タスク一覧 ▸
1. 原文で図13の自動車システム100を説明する部分から、符号の付いた構成要素をすべて符号とともに挙げよ。
2. 原文を2文で要約せよ。

原文 ▸

説明

尿素濃度識別装置および尿素濃度識別方法ならびにそれを用いた自動車の排気ガスの低減装置および自動車の排気ガスの低減方法

正確にしかも迅速に尿素溶液の尿素濃度を識別する。ヒーターと、ヒーターの近傍に配設された識別用液温センサーとを備えた尿素濃度識別センサーヒーターに、パルス電圧を所定時間印加して、ヒーターによって、被識別尿素溶液を加熱し、識別用液温センサーの初期温度とピーク温度との間の温度差に対応する電圧出力差V0によって、尿素濃度を識別する。

【発明の詳細な説明】
【技術分野】
本発明は、尿素溶液の尿素濃度識別装置および尿素溶液の尿素濃度識別方法、ならびにそれを用いた自動車の排気ガスの低減装置および自動車の排気ガスの低減方法に関する。
【背景技術】
従来より、自動車の排気ガスには、未燃焼のハイドロカーボン(HC)、NOxガス、SOxガスなどの汚染物質が含まれているため、これを低減するために、例えば、SOxではガソリン、軽油中のSを除去したり、触媒によって未燃焼のHCを燃焼することによって低減することが行われている。
すなわち、図13に示したように、自動車システム100は、空気をオートマックエレメント(フィルター)102で取り入れて、空気流量センサー104を介してエンジン106に送り込んでいる。また、燃料タンク108内の燃料を燃料ポンプ110を介して、エンジン106に送り込んでいる。

保存済みエントリ:
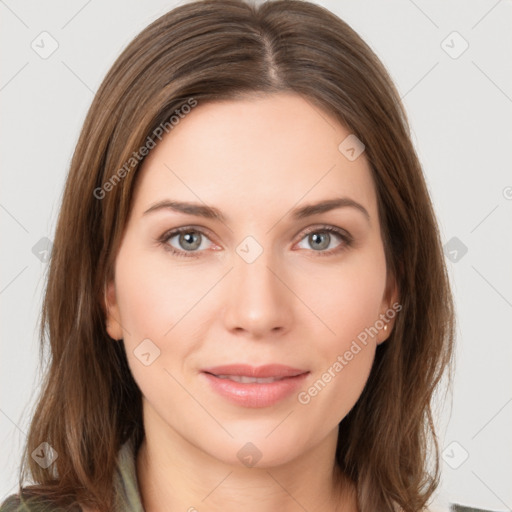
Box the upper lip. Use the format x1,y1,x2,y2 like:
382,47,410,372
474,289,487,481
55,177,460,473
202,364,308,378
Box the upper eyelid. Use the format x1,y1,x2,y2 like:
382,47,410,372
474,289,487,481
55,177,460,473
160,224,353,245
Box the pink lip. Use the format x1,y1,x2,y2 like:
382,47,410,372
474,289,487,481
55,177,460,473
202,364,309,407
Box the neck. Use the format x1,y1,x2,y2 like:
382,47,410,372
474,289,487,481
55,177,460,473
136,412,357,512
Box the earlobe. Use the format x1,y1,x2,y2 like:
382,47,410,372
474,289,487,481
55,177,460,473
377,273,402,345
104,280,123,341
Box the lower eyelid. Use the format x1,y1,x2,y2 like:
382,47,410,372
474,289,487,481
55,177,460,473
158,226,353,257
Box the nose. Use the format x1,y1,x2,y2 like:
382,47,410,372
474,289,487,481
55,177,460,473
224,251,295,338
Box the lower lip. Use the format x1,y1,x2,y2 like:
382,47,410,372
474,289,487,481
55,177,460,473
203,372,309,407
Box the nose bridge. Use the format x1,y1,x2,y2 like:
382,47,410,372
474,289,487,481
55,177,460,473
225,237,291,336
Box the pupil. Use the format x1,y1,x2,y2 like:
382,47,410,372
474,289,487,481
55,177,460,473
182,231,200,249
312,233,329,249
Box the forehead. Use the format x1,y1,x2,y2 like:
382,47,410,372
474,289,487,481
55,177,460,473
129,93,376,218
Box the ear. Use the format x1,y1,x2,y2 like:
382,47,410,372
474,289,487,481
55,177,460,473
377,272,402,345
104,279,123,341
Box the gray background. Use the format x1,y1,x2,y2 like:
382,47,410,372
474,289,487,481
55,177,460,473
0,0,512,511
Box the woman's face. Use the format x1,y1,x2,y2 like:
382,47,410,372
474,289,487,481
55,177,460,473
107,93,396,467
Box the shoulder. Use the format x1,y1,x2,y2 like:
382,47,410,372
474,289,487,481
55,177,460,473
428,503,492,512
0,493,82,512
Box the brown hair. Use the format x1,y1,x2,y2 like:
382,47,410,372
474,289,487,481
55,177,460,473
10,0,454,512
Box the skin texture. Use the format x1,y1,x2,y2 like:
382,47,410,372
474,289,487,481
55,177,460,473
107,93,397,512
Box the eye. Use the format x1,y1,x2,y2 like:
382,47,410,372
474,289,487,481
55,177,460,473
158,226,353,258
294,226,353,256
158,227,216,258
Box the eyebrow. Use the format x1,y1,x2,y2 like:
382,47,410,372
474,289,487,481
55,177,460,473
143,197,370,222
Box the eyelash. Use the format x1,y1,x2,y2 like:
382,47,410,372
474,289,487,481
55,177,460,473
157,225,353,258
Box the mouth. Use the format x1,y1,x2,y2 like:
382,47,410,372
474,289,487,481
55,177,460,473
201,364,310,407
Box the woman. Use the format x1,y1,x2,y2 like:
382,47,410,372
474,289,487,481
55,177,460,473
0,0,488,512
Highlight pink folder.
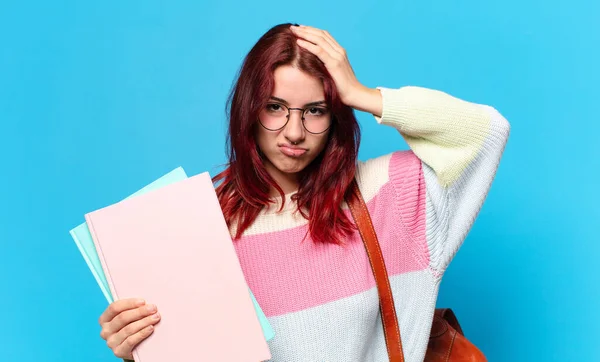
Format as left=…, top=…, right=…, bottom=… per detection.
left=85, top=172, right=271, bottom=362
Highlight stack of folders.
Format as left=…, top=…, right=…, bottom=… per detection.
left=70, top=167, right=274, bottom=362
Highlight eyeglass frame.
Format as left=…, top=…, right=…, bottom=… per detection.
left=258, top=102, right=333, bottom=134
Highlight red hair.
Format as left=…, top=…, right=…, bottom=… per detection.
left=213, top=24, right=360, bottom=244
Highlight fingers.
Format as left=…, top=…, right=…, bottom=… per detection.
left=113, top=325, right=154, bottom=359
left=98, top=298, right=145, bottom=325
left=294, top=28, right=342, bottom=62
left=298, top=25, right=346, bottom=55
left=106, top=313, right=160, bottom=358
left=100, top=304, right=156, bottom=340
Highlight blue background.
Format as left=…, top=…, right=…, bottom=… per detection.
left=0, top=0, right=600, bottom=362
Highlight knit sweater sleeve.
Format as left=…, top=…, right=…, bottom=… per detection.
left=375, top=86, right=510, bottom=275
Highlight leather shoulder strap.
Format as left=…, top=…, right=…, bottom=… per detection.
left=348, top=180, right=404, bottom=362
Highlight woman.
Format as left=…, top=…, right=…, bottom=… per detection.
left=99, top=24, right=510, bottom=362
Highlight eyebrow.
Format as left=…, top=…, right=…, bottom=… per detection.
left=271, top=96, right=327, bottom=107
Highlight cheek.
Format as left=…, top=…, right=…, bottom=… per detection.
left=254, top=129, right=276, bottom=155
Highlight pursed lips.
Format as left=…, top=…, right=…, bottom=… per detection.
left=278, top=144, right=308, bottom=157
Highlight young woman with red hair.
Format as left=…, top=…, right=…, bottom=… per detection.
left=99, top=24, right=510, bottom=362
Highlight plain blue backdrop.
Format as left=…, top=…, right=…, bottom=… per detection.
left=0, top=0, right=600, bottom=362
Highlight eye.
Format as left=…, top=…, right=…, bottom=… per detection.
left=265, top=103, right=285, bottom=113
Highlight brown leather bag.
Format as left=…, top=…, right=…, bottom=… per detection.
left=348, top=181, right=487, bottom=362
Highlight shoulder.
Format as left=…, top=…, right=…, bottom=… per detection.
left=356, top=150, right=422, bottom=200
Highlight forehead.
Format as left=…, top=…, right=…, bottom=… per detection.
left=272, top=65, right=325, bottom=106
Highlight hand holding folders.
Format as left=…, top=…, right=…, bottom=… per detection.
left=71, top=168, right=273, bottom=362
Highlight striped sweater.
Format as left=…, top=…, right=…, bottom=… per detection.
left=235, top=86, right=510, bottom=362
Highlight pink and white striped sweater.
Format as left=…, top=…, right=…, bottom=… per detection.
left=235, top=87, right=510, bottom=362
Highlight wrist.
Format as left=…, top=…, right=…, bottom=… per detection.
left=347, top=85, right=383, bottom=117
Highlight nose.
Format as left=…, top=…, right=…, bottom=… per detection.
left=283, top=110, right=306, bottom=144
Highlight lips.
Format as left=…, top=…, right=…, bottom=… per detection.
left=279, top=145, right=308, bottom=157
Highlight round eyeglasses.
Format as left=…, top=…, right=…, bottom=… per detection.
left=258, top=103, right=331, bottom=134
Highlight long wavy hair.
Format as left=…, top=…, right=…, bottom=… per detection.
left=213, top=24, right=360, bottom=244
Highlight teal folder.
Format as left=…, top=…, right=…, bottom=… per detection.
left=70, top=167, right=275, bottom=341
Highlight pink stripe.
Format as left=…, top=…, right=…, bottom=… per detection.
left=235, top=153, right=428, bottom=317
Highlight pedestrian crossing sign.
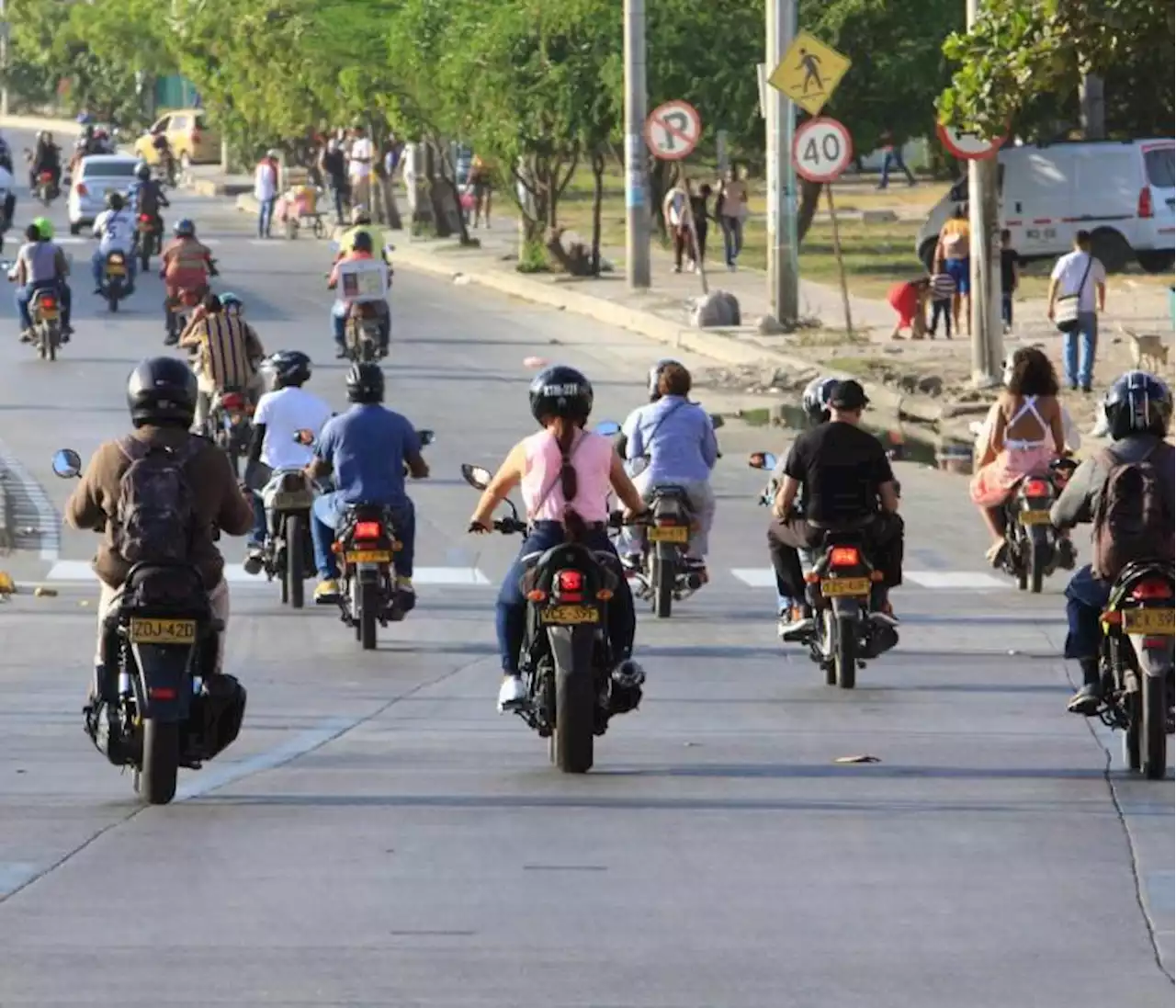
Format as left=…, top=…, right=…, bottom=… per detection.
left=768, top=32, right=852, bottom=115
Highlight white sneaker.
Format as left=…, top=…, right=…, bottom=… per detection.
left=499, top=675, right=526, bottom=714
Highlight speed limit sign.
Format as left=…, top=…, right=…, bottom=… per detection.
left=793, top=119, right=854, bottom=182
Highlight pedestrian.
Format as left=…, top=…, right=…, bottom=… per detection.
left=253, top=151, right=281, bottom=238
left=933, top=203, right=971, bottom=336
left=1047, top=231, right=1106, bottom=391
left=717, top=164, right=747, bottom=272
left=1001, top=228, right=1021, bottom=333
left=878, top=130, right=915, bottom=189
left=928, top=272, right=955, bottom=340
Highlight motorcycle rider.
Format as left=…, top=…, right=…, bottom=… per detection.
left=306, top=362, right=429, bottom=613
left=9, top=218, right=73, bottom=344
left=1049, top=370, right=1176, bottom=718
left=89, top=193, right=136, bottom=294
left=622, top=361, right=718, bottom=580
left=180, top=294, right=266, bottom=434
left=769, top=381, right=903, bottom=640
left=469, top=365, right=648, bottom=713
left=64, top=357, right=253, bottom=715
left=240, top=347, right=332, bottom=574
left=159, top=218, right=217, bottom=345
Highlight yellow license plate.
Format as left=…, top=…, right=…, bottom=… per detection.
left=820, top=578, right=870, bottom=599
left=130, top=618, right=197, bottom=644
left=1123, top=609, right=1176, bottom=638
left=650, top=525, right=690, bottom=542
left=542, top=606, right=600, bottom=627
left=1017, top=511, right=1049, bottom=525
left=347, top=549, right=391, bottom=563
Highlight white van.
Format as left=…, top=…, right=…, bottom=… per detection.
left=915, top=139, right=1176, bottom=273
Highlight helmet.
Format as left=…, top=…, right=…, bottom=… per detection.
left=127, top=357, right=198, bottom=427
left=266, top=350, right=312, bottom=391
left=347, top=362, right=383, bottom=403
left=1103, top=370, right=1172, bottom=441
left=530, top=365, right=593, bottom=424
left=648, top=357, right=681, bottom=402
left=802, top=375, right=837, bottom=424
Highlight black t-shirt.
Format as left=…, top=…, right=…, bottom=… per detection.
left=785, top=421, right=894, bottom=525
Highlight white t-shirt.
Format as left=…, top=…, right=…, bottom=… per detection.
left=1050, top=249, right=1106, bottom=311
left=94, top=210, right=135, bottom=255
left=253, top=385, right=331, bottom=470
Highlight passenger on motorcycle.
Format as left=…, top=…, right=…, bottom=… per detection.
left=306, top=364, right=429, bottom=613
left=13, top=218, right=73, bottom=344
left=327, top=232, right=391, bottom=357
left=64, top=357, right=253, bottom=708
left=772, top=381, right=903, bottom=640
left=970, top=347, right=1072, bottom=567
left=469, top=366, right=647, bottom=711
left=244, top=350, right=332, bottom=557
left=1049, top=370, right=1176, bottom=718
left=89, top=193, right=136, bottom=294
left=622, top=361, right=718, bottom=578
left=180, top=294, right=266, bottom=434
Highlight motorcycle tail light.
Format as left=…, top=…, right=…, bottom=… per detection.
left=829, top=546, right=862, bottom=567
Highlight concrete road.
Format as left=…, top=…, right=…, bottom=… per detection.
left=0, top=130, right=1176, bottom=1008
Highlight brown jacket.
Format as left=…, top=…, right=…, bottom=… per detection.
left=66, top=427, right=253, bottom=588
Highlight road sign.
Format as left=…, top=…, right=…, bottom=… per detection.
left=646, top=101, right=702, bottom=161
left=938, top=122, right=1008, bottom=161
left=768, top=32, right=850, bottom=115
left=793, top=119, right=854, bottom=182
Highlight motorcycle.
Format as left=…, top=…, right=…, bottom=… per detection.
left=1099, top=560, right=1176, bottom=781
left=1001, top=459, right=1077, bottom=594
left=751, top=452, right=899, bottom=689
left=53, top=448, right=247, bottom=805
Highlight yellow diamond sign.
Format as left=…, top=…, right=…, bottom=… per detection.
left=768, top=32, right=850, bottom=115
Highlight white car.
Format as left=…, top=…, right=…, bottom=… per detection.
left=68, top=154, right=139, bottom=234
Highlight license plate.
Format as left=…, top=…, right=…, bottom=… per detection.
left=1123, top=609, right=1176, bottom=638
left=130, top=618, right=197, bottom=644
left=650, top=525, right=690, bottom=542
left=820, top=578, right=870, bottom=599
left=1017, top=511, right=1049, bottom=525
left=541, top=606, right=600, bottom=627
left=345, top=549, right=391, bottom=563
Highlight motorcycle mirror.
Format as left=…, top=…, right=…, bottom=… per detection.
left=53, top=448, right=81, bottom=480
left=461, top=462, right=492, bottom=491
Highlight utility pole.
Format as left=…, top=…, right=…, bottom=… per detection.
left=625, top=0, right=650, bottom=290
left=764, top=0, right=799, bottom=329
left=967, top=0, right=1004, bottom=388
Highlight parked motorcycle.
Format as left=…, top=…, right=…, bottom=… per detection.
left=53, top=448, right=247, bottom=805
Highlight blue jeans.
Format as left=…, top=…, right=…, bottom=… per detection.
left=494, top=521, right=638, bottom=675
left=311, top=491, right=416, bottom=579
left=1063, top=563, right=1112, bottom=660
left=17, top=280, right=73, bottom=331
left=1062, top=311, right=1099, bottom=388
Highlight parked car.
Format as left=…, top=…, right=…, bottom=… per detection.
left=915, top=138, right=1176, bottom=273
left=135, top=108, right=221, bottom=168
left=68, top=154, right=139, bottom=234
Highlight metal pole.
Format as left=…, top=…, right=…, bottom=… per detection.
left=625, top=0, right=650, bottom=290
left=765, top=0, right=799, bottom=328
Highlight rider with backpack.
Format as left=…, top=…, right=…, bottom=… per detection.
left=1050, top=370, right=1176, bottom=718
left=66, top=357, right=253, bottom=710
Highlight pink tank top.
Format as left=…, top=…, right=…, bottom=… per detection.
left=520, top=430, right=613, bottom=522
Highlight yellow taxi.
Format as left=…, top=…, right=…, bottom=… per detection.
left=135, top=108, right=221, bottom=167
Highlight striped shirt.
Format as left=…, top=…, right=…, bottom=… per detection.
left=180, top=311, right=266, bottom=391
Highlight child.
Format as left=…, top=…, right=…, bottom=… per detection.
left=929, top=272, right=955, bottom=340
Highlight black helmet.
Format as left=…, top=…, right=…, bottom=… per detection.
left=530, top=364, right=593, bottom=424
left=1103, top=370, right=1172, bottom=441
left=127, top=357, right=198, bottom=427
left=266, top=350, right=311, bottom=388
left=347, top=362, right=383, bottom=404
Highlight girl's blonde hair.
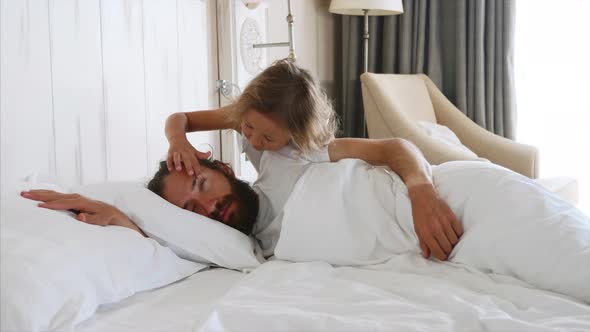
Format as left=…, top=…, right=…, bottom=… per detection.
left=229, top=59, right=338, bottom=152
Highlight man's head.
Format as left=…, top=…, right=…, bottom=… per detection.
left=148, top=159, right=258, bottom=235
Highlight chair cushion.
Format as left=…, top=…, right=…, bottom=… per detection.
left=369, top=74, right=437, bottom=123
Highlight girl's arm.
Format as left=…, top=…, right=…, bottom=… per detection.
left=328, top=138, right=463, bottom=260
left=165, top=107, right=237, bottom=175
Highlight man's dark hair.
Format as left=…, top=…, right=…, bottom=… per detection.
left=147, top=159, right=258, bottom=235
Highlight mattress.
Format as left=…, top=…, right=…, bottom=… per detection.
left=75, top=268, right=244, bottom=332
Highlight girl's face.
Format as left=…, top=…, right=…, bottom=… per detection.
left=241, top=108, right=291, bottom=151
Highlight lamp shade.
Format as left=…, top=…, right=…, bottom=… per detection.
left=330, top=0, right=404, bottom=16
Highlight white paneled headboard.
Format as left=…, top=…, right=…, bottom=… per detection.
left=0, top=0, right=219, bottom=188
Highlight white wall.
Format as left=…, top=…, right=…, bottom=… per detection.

期待される結果 ▸
1.
- オートマックエレメント(フィルター)102
- 空気流量センサー104
- エンジン106
- 燃料タンク108
- 燃料ポンプ110

2. 本発明は、尿素溶液の尿素濃度識別装置および識別方法と、それを用いた自動車の排気ガスの低減装置および低減方法に関し、尿素濃度を正確かつ迅速に識別する。ヒーターと識別用液温センサーを備えた尿素濃度識別センサーヒーターにパルス電圧を所定時間印加して被識別尿素溶液を加熱し、識別用液温センサーの初期温度とピーク温度との温度差に対応する電圧出力差V0によって尿素濃度を識別する。